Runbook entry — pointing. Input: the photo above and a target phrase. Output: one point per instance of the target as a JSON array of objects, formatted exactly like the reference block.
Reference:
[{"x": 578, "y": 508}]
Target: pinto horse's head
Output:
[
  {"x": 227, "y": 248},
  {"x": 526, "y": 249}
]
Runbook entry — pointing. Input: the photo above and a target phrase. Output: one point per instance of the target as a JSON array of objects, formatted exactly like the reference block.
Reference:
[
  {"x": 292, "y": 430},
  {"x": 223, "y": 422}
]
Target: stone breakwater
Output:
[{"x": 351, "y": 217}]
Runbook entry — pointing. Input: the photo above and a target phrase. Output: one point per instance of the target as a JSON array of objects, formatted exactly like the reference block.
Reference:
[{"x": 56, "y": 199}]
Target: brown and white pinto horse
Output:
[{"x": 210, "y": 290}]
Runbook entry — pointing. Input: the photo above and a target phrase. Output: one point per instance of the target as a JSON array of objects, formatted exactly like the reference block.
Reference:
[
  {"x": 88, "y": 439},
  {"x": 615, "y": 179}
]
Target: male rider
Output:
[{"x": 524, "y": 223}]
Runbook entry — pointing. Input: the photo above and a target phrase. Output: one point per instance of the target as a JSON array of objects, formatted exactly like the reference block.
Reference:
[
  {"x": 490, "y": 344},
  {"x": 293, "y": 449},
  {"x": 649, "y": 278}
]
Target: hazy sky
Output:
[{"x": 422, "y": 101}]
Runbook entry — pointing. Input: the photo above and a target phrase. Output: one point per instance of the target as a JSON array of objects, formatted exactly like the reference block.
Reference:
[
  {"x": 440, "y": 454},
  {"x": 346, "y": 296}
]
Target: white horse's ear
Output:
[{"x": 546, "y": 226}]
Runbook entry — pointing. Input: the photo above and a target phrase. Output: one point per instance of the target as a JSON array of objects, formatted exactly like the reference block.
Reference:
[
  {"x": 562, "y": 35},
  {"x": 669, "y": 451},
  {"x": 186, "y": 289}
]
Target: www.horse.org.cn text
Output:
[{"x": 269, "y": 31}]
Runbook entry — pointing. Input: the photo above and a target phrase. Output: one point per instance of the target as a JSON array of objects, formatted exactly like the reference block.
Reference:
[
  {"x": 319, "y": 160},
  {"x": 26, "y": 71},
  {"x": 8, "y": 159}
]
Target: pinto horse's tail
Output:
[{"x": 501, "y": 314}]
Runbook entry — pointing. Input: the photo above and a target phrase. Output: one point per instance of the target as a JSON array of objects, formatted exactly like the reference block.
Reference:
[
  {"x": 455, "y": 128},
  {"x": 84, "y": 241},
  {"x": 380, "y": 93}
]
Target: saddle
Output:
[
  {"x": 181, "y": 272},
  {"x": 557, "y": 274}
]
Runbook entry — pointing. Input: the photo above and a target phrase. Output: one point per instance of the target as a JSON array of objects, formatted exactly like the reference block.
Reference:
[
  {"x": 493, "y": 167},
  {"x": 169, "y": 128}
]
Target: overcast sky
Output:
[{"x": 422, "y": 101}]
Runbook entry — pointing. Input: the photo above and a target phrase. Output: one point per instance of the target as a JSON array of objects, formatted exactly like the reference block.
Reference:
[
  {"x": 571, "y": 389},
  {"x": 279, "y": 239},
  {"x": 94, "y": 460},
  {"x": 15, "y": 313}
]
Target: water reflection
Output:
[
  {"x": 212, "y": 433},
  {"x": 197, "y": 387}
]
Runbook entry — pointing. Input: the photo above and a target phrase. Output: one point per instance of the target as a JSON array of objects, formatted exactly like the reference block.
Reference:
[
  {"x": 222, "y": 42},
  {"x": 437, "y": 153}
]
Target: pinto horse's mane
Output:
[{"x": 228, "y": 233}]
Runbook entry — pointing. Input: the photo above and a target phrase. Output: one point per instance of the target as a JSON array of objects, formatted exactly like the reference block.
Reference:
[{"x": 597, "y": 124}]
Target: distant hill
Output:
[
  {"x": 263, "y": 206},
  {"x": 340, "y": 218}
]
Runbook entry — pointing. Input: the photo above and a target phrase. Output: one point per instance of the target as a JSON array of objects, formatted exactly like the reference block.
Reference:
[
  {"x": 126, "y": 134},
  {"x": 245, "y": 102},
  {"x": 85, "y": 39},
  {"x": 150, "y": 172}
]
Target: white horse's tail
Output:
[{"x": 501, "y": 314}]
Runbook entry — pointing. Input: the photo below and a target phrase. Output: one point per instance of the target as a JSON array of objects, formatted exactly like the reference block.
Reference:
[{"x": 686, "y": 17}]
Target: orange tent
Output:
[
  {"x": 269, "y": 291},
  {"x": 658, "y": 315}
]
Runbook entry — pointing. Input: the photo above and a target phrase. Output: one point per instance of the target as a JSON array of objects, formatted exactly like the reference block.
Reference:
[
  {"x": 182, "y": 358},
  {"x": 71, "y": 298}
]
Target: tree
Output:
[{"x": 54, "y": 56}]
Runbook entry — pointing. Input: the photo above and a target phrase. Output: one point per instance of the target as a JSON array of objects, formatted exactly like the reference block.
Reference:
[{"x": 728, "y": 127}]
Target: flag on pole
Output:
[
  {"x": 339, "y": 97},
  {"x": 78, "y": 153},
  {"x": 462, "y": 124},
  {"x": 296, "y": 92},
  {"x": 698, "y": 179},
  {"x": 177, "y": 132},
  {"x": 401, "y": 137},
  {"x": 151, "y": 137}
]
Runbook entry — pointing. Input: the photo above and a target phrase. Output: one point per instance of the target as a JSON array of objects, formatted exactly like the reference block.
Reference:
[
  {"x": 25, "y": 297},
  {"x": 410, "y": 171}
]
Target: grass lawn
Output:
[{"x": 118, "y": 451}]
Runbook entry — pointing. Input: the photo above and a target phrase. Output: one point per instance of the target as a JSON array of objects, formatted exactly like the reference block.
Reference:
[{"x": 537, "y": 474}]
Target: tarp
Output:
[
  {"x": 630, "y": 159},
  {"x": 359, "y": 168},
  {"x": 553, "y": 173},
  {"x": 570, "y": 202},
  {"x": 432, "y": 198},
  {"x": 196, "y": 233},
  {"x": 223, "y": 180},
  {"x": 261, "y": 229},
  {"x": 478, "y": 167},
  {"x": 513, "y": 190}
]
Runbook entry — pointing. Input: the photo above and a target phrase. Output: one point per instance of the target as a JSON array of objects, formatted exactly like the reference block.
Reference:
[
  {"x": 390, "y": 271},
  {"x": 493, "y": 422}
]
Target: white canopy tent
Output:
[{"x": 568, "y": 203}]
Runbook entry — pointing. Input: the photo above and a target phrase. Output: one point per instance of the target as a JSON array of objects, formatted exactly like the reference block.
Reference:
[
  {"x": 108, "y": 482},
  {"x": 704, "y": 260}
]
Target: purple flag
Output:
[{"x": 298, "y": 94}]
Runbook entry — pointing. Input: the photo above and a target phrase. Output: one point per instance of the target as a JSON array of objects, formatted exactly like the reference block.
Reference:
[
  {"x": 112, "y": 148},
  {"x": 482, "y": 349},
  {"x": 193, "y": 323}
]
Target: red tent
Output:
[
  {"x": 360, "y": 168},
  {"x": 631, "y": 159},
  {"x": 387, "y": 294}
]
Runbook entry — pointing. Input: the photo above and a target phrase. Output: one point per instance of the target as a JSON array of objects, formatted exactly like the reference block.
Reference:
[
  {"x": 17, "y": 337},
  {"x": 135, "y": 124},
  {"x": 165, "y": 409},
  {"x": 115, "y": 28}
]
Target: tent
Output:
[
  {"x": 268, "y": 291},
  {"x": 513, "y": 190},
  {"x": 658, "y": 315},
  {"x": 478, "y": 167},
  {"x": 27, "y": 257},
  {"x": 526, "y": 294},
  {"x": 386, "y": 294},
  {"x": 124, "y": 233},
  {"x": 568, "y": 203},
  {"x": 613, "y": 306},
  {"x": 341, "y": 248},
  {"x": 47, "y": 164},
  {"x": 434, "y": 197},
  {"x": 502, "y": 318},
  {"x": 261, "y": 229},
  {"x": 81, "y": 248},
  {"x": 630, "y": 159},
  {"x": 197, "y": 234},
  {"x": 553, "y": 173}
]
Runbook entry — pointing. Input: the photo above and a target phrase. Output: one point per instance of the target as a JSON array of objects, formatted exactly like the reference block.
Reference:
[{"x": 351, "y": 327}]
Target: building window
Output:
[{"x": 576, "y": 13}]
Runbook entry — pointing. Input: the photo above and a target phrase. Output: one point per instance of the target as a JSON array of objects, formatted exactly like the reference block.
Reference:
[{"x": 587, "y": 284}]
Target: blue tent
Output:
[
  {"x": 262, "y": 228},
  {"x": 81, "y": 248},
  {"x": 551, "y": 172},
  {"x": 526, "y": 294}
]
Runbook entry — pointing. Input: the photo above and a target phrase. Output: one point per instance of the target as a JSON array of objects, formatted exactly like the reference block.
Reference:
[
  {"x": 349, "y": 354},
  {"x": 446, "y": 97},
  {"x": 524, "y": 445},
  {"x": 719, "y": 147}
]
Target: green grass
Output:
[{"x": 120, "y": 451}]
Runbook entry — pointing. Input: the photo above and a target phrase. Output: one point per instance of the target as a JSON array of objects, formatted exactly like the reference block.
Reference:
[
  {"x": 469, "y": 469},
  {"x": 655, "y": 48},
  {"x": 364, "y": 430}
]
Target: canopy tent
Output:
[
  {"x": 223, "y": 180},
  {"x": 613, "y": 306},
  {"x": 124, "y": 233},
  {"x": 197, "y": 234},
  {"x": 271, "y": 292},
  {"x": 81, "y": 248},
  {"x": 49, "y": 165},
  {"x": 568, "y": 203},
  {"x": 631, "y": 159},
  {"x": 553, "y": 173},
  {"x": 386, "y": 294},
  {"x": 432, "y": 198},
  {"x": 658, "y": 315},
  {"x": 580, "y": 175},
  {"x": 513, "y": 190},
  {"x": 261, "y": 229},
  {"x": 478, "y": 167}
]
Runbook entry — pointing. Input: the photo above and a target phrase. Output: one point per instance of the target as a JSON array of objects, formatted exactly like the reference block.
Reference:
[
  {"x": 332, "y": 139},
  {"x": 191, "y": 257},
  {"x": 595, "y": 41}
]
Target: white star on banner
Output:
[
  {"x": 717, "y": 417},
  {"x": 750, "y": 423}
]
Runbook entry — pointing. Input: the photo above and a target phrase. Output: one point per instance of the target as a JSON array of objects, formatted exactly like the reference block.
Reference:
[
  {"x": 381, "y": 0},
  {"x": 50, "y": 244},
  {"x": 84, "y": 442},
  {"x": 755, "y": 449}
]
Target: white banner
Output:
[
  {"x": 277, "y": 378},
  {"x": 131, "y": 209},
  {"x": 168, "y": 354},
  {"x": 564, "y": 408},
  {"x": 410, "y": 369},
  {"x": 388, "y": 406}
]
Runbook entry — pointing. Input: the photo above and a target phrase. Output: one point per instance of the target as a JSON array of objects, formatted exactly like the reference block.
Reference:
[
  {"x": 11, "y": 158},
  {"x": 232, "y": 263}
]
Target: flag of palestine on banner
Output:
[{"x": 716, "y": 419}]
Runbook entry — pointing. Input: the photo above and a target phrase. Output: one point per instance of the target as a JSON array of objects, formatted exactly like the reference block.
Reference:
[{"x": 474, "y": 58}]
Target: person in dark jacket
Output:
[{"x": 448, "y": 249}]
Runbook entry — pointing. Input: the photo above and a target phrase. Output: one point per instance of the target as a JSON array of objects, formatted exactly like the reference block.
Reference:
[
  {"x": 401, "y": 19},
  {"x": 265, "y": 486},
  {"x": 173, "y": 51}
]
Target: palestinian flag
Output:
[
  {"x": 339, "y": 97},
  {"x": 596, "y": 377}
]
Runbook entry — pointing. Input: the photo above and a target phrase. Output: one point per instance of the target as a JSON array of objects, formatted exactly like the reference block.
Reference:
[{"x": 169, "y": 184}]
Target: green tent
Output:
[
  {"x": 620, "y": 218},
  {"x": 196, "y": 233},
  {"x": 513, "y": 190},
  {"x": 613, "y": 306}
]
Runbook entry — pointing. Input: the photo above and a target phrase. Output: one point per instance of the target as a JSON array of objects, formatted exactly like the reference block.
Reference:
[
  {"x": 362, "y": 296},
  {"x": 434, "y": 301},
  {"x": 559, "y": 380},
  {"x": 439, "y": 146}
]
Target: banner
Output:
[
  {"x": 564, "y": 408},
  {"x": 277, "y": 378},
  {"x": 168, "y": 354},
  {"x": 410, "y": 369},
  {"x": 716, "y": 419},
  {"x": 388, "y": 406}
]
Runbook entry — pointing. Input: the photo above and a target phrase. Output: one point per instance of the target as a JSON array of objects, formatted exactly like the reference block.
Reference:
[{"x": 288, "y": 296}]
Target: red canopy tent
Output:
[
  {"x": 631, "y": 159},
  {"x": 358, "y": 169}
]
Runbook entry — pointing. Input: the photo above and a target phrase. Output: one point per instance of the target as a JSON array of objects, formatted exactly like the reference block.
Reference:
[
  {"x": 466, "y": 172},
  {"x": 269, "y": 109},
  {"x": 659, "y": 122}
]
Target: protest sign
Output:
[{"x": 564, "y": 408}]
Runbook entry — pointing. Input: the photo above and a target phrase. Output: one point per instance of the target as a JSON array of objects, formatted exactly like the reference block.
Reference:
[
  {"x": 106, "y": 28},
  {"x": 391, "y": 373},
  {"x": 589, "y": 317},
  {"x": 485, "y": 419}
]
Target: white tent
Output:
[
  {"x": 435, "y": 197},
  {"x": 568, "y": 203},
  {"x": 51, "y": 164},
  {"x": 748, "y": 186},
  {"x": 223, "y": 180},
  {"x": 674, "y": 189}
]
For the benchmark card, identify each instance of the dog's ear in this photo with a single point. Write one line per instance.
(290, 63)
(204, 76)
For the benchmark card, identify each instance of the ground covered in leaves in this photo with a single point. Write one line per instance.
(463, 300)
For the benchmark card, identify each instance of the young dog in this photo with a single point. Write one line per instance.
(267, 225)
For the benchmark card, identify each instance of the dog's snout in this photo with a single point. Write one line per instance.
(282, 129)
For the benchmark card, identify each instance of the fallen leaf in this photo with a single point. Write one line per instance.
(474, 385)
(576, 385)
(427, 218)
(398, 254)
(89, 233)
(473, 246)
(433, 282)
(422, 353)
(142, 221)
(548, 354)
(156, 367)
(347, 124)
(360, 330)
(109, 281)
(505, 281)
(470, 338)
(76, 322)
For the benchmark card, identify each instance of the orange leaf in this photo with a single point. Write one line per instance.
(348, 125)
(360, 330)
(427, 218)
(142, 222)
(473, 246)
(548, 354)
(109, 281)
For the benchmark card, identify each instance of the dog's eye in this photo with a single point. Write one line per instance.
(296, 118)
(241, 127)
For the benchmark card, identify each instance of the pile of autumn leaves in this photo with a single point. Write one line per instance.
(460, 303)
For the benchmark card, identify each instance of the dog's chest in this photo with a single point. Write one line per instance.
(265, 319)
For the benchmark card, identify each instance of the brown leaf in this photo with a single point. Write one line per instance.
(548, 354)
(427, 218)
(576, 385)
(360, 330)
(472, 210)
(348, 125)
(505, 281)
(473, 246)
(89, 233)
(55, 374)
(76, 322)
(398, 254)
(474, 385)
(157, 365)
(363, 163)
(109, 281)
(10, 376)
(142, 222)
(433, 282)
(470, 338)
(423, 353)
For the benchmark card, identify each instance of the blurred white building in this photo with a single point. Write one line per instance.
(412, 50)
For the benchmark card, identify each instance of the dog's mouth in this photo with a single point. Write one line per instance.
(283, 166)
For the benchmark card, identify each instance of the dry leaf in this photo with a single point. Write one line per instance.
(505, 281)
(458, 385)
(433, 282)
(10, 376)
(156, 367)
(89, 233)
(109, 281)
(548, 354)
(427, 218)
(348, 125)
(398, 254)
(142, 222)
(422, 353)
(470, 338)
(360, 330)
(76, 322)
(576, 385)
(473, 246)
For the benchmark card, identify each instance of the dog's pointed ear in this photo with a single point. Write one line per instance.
++++++++++
Take the line in which "For the benchmark card, identify each instance of the orange" occurs and each subsequent line through the end; give these lines again without alteration.

Exercise result:
For the benchmark card, identify each instance of the orange leaf in this photo with a single point. Write one line per instance.
(348, 125)
(360, 330)
(427, 218)
(142, 222)
(473, 246)
(548, 354)
(109, 281)
For the benchmark card, identify each instance of the dog's eye in this photo with a single point. Write one line per instance.
(296, 118)
(241, 127)
For the benchmark card, identify each instance of the pile of autumn leaves in this photo with a single point. Write one line per instance.
(460, 303)
For the benchmark card, identify each instance of the dog's chest in this photo with a single point. Write one line per instance.
(265, 319)
For the benchmark card, identify each instance of the brown leaf in this photo with a single point. Write one line per instance.
(548, 354)
(427, 218)
(576, 385)
(360, 330)
(472, 210)
(348, 125)
(505, 281)
(473, 246)
(89, 233)
(55, 374)
(76, 322)
(398, 254)
(474, 385)
(157, 365)
(363, 163)
(109, 281)
(10, 376)
(142, 222)
(433, 282)
(470, 338)
(423, 353)
For the benchmark card, identify each instance of the blurred white building in this photo with a single point. Write one line per instance.
(412, 50)
For the benchmark card, identify each instance of the dog's mouth in this photo with a single point. Write one line per instance.
(283, 166)
For the benchmark card, identify each instance of the dry leaf in this photo with a single point. Write one line per instance.
(505, 281)
(458, 385)
(433, 282)
(10, 376)
(156, 367)
(89, 233)
(109, 281)
(548, 354)
(427, 218)
(348, 125)
(398, 254)
(142, 222)
(422, 353)
(470, 338)
(360, 330)
(76, 322)
(576, 385)
(473, 246)
For the benchmark card, identify each instance of the dog's pointed ear in this photo with a single point. Write one line per instance.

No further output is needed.